I should like to give one or two examples, because this is something which I think is very foolish, and I believe it could be altered easily without a great deal of trouble. Take threshing mills which in the old days were built into buildings. On many old farms in Scotland you will find threshing mills built into buildings, and the corn had to be carried to those mills inside, where it was threshed. To-day this is quite old-fashioned; you either thresh corn with a combine harvester, if that suits you best, or you have a mill which you can pull with a tractor and take wherever you like so that it is available for your work. If it is one which you can pull with a tractor, you cannot get any grant. If it is one which is fixed inside, you can. This seems to me extraordinarily silly. If you have a drying apparatus for drying corn, potatoes, hay or what-have-you, and it is fixed in a shed, it is eligible for investment grant. But a mobile blower, one which is hauled by tractor, which you can take into the field and put under a haystack or baled straw-stacks, and is therefore infinitely more useful than one which is fixed, is not eligible for investment grant. The dryer which you can take from one place to another pulled by tractor is far more valuable than a machine fixed inside a barn.

We live in an age when engineers are continually inventing new machinery, and the more varied the use the greater the help for the farmer. A mobile milking parlour may be much more valuable to the milk farmer than the static bale, but one is eligible for grant and the other is not. I have a letter from a young man who is just starting to farm, an enterprising fellow, trained in an agricultural college. He has written: In order to make the best use of my land for milk production I decided to invest in a portable milking parlour which would allow the whole farm to be grazed and the policy to be more flexible. On this type of parlour … no grant is paid. If the same parlour is concreted into [a static] position, thereby losing its main advantage, the full grant is paid. I foresee the time when modern machines may all be able to be moved around and be of increased usefulness, and the Minister of Agriculture in the 1970s and 1980s will be tied by these clauses which will limit investment grants to fixed machinery. This is putting a premium on old-fashioned methods.

Somebody described this as a 1965 Bill. We are trying to look further forward to 1968, 1969, 1970, and so on. We want to be up-to-date and modern, and I suggest to the Minister that if his grants are going to be tied in this way they will encourage people to have old-fashioned methods, when we are all longing to have as modern and advanced methods as possible. I have had quite a lot of correspondence with the noble Lord, Lord Hughes, in this matter, and naturally he has to stick to the letter of the law. But I am suggesting that when we discuss it in Committee we might explore this and see whether or not an alteration could be made to make it infinitely more valuable to the farmers.

» Items stored in a collection:

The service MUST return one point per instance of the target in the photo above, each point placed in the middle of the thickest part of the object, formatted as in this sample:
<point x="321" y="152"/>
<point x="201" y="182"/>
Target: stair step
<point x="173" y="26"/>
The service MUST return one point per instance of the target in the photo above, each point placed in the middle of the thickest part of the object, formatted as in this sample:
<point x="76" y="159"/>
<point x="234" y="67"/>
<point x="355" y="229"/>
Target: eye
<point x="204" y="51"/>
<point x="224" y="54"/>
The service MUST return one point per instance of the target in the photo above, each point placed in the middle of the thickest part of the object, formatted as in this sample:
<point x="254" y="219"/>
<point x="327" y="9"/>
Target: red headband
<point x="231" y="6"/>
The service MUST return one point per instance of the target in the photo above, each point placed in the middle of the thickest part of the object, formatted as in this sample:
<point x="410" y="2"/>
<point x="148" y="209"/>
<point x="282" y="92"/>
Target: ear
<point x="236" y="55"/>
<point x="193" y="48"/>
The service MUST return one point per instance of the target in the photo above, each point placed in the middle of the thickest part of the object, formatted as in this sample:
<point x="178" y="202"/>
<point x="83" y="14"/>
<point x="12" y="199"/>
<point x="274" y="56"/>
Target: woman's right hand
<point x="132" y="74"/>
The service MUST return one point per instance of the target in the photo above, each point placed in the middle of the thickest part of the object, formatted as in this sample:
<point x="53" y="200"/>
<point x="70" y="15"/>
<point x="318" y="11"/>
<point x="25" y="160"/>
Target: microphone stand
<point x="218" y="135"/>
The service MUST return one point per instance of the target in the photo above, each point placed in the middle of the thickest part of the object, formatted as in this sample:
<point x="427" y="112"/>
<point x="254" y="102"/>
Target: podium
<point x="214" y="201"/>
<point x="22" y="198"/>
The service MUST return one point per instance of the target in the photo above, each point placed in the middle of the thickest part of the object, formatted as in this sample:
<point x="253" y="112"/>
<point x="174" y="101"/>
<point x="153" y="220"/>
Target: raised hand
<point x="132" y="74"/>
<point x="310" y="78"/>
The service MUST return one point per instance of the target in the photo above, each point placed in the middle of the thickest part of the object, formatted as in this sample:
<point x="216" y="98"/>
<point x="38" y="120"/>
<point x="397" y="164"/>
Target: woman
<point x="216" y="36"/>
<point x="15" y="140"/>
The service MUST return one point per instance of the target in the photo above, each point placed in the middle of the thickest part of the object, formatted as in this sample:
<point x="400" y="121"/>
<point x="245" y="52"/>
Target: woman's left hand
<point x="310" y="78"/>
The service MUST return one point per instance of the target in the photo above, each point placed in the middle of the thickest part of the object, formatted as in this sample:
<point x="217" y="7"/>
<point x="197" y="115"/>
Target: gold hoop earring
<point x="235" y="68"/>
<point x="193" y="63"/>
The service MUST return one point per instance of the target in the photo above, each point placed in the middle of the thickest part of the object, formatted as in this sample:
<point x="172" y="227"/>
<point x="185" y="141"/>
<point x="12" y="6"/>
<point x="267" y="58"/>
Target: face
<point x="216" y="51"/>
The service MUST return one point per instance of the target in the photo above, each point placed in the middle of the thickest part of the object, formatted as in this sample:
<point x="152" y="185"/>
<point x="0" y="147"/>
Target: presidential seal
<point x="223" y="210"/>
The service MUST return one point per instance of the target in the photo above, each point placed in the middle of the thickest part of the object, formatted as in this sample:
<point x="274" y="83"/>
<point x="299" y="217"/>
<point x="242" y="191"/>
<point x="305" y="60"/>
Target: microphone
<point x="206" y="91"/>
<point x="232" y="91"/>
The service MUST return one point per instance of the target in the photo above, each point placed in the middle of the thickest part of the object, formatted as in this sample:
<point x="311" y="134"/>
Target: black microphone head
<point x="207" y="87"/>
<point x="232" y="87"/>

» What to work on:
- a) Determine whether each of the following statements agrees with the speech on farm investment grants: (i) a threshing mill that can be pulled by a tractor qualifies for a grant; (ii) the young man who wrote the letter was trained in an agricultural college; (iii) a drying apparatus fixed in a shed is eligible for investment grant. For each, give yes or no together with the deciding words of the speech, quoted exactly.
- b) Report every line of the listing that contains the string "hand", treating uppercase and lowercase letters as distinct.

» The replies:
- a)
(i) No: "If it is one which you can pull with a tractor, you cannot get any grant."
(ii) Yes: "trained in an agricultural college"
(iii) Yes: "and it is fixed in a shed, it is eligible for investment grant"

- b)
Target: woman's right hand
Target: raised hand
Target: woman's left hand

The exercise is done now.